Nicolas Le Bault est dessinateur de BD, artiste visuel, écrivain et dirige avec Frederika Abbate les éditions White Rabbit Prod. Avec la BD graphique La Dimension Perdue, Nicolas Le Bault s’est lancé dans une nouvelle série qui contiendra une dizaine de fascicules de 32 pages couleurs. Sa BD a pour héroïne la petite Karine. Encore enfant, mais si proche de l’adolescence, Karine vit seule avec son père qu’elle aime beaucoup. Sa mère est morte et sa grande sœur a quitté la maison familiale. Les « personnages » mis en place, il ne reste plus qu’à commencer l’intrigue que je ne vais pas vous dévoiler. Nicolas Le Bault a choisi le traitement du conte/film d’horreur, à travers le regard, réflexion de son héroïne qui vit, ressent « naïvement » ce qui se passe devant elle. Le texte sans filtre gravé dans les cases est ce qu’elle pense, voit à travers sa tête d’enfant de 12/13 ans. Il n’y a pas ou peu de phylactères/bulles de dialogues. Le dessin est à la fois simple, naïf et brut. On est ici dans le dessin en 2D frontal au style enfantin. On pense un peu au trait de crayon des artistes en art brut comme August Walla et Johann Hauser, notamment pour l’utilisation, mélange abusifs des couleurs. Le style graphique, pauvre, sans moyen, comme un film Bis ou l’esprit DIY du punk rock, de Nicolas Le Bault est un atout qui donne ici une dimension inquiétante, grossière et transgressive au développement de l’histoire. D’autant que notre artiste ne se prive d’aucune liberté graphique pour la gestion des cases. Ainsi un dessin peut faire deux pages et une page pour une lettre manuscrite. Cette liberté permet au lecteur d’être dans la tête du personnage Karine. Et c’est clair, ça travaille dans sa « petite tête » !

DONNÉES DES EXERCICES
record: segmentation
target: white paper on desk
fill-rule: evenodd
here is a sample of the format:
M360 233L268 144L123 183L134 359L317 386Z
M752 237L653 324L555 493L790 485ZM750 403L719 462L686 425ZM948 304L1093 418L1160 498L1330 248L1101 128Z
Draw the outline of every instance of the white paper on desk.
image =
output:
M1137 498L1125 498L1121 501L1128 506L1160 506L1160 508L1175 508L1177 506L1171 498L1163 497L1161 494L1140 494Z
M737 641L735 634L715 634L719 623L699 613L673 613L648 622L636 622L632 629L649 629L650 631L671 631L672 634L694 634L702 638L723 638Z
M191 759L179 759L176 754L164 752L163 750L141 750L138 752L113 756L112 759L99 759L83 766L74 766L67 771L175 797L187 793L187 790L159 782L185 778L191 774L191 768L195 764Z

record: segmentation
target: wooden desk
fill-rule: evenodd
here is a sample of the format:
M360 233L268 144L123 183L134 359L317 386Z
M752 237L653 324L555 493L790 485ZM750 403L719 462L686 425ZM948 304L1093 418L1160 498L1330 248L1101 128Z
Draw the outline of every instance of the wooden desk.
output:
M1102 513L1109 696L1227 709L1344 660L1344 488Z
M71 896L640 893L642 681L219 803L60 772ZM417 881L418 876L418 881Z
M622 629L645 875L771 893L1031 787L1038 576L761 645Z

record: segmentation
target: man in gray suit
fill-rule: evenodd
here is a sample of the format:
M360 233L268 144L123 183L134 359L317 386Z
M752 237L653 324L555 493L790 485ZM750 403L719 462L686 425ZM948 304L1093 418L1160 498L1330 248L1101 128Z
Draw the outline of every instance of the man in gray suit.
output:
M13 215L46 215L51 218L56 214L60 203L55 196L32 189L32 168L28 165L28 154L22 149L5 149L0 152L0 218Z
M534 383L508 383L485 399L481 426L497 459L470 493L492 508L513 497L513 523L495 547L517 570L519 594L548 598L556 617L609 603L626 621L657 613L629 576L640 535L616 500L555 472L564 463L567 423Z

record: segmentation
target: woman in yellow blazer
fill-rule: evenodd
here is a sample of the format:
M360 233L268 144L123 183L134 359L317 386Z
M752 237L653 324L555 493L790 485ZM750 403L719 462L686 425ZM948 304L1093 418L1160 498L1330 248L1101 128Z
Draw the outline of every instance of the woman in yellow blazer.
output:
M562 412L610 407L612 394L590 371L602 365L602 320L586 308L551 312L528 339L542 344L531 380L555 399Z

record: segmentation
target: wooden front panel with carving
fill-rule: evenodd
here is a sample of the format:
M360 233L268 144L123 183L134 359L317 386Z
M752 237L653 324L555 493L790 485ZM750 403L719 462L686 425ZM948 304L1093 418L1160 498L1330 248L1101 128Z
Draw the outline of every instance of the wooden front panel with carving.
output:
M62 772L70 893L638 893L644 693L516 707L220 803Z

TÂCHES À RÉALISER
• A. Reproduisez à l'identique la liste, du début jusqu'à la ligne contenant « M191 759L179 759L176 », celle-ci comprise.
• B. Reprenez le texte consacré à la BD La Dimension Perdue et poursuivez-le après sa dernière phrase.
Le texte et la liste n'ont aucun rapport entre eux.

CORRIGÉ DES EXERCICES
• A.
record: segmentation
target: white paper on desk
fill-rule: evenodd
here is a sample of the format:
M360 233L268 144L123 183L134 359L317 386Z
M752 237L653 324L555 493L790 485ZM750 403L719 462L686 425ZM948 304L1093 418L1160 498L1330 248L1101 128Z
Draw the outline of every instance of the white paper on desk.
image =
output:
M1137 498L1125 498L1121 501L1128 506L1160 506L1160 508L1175 508L1177 506L1171 498L1163 497L1161 494L1140 494Z
M737 641L735 634L715 634L719 623L699 613L673 613L648 622L636 622L632 629L649 629L650 631L671 631L672 634L694 634L702 638L723 638Z
M191 759L179 759L176 754L164 752L163 750L141 750L138 752L113 756L112 759L99 759L83 766L74 766L67 771L175 797L187 793L187 790L159 782L185 778L191 774L191 768L195 764Z

• B.
Pour en savoir plus sur cette nouvelle série graphique qui nous tient en apnée, j’ai posé 5 questions à Nicolas Le Bault.
Le choix du titre "La Dimension Perdue" ?
Le
choix du titre est ambivalent. Il donne lieu à plusieurs interprétations que
l'on peut croiser entre elles et assembler, comme pour reconstituer un puzzle, chacune
des pièces n'exprimant qu'une vérité partielle, et dont
aucune ne peut donner à voir ce qu'il recouvre
dans sa totalité. La première est à mettre
en relation directement avec la notion même de réalité.
Le réel est un concept dont les contours tendent de nos jours à s'abraser sous
l'effet d'incidences hétéroclites comme les médias,
les réseaux sociaux,
l'omniprésence des images,
et leurs corollaires, la déterritorialisation, la dématérialisation, la
virtualisation. Toutes sont des symptômes de la mondialisation et de la désintégration de l'ordre symbolique,
qui accélèrent l'hégémonie de la Forme-Capital.
Par conséquent, la réalité fuit, nous échappe, se désagrège, devient
insaisissable, et en dernière instance
s'évanouit et disparaît. L'un des gestes fondamentaux de ma démarche
artistique est de me saisir du réel comme d'une matière inerte et, en le travaillant au corps, de lui redonner
forme concrète, de lui rendre son incarnation
en le transposant dans une réalité alternative qui en exprime l'essence, comme
pour le sauver de l'effacement.
La réalité que je décris n'est ni un monde imaginaire ni une simple
transcription du réel, mais une sorte d'univers parallèle, avec sa géographie
particulière, ses mœurs, sa vie autonome, et même sa propre mythologie interne.
Un plan séparé de réalité qui condense ce que je perçois des vibrations et des
humeurs de notre monde.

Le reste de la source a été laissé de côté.